■ **WHAT IS EXPECTED**
Here the job is to copy the data exactly and to exclude every image from it.

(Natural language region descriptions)
++++++++++
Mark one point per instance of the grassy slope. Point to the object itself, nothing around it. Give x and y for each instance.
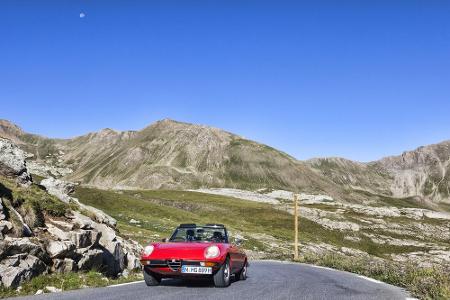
(160, 211)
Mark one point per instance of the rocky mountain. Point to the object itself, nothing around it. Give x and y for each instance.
(423, 173)
(43, 229)
(176, 155)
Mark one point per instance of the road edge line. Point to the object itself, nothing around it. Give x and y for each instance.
(126, 283)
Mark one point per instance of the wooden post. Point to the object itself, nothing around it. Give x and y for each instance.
(296, 227)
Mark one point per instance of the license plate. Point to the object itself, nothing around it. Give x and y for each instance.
(196, 270)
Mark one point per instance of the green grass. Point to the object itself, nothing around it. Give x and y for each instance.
(33, 203)
(422, 282)
(66, 282)
(159, 212)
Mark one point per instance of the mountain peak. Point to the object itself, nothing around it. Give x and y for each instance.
(10, 130)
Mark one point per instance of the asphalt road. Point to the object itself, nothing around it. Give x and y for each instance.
(267, 280)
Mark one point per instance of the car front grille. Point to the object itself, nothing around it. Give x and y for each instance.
(174, 264)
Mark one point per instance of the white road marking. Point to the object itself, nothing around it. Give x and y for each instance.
(126, 283)
(370, 279)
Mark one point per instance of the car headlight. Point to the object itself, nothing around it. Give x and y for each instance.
(148, 250)
(212, 252)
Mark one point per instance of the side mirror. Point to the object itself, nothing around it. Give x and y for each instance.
(238, 241)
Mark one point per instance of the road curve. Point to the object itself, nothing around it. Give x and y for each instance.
(267, 280)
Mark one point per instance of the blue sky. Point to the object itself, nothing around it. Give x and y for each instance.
(357, 79)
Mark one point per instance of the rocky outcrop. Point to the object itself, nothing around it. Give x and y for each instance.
(61, 189)
(12, 162)
(66, 243)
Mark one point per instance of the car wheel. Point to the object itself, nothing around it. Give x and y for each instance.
(242, 275)
(222, 277)
(151, 279)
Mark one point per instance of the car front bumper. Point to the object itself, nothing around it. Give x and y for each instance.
(172, 267)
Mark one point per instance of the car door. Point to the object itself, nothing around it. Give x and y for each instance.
(237, 258)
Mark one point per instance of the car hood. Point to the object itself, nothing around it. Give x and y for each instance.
(181, 250)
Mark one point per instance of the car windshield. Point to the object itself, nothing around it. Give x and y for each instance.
(200, 234)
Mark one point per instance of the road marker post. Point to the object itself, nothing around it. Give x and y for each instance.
(295, 227)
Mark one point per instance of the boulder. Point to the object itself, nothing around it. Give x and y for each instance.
(58, 188)
(11, 246)
(16, 269)
(12, 162)
(58, 233)
(2, 212)
(64, 265)
(81, 220)
(61, 224)
(82, 238)
(60, 249)
(114, 258)
(92, 259)
(52, 289)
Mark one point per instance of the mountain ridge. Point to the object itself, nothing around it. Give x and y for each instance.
(169, 154)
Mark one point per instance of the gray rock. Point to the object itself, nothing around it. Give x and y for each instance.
(12, 246)
(5, 226)
(64, 265)
(92, 259)
(59, 249)
(52, 289)
(2, 213)
(61, 224)
(81, 220)
(58, 233)
(16, 269)
(12, 162)
(58, 188)
(82, 238)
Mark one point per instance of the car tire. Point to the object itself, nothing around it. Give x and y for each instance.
(223, 275)
(242, 275)
(151, 279)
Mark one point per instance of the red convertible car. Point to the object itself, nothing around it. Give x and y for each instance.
++++++++++
■ **RESPONSE TO THE TASK**
Mark one point per instance of the grassy slope. Point to the object itself, nothing around it. Give x and y for each instance.
(160, 211)
Mark one point per instance of the rocky mountain. Point to the object itself, nothing around it. Give x and y for each instance.
(423, 173)
(43, 229)
(176, 155)
Mark one point per instance of the road edge line. Point to the object itself, nothing around it. Give x and y for each instance.
(126, 283)
Mark one point per instance of the wooden post. Point to the object itself, nothing around it. Give x and y for each instance.
(296, 227)
Mark one point per instance of the license plate. Point to the object itself, nothing around it. Give x and y for each instance.
(196, 270)
Mark one point per instance of the green grass. Point to the object itself, nothing around it. Give x and y for each instance.
(33, 203)
(422, 282)
(66, 282)
(159, 212)
Mark one point per instance of the mountain peak. Point to the object itself, nothing around it. Give x and y for each instance.
(10, 130)
Mark one point per instance of the asphalt road. Point to the object itself, nothing around it. Give x and y for each instance.
(267, 280)
Mark one point per instance of the car front grille. Point to the object itself, nothing around it. Give x and y for each instance.
(174, 264)
Mark one point per instance of the white road marking. Point to the object itself, nothing around it. Give x and y for each instance.
(126, 283)
(370, 279)
Mark one point per instance of the car headlight. Point to the object itself, nothing around it. Give x and y for each instance.
(148, 250)
(212, 252)
Mark one point per instance of the side mirror. Point to the object itself, nothing around it. Give x and y for each instance.
(238, 241)
Mark one point per instance of the road curve. Point to the object itself, nothing around it. Give x and y for each instance.
(267, 280)
Mark one point per instance of the blue sky. Point to the object itself, nothing around it. Give x and y for each instance.
(357, 79)
Mark one point per instance of the rocky outcrop. Point to the object itself, nothing around it. Give x and y for each instance.
(61, 189)
(12, 162)
(66, 243)
Mark one point per instance of the car wheel. Point to the object itself, nothing around it. Give x and y for each instance.
(242, 275)
(222, 277)
(151, 279)
Mark one point per instance of the car front bumper. Point to the object itself, nothing around it. Give x and y for each instance.
(172, 267)
Mark one point per instance of the car door. Point to the object itself, nothing around it. Give x and y for each instance.
(237, 258)
Mark one point per instance of the car hood. Point to the object itself, nothing around it. Give x and y for each instance.
(181, 250)
Mark one point per instance of the car windshield. Point to the object itself, nothing around it. Give x and y for each instance.
(200, 234)
Mark one point per instance of the road marker post. Point to the object itself, nothing around it. Give x and y for each instance.
(295, 227)
Mark one point per instance of the boulder. Point to the object itself, nothing around it. Give x and y for each instance.
(58, 188)
(11, 246)
(16, 269)
(12, 162)
(58, 233)
(2, 212)
(64, 265)
(81, 220)
(61, 224)
(82, 238)
(60, 249)
(114, 258)
(92, 259)
(52, 289)
Mark one point per instance of the mountain ridge. Point to the object itself, nothing around it. Give x and y for each instance.
(169, 154)
Mark one point per instance of the gray rock. Point to the object itself, nothing around it. Give x and y for each instance.
(12, 246)
(5, 226)
(64, 265)
(92, 259)
(59, 249)
(52, 289)
(2, 213)
(61, 224)
(81, 220)
(58, 233)
(16, 269)
(12, 162)
(58, 188)
(82, 238)
Mark one point per instance of the car tire. Point to the object itself, nothing around it. Give x and y for each instance.
(223, 275)
(242, 275)
(151, 279)
Mark one point per instance of the red convertible car. Point to the object itself, nothing around it. Give x and y for each instance.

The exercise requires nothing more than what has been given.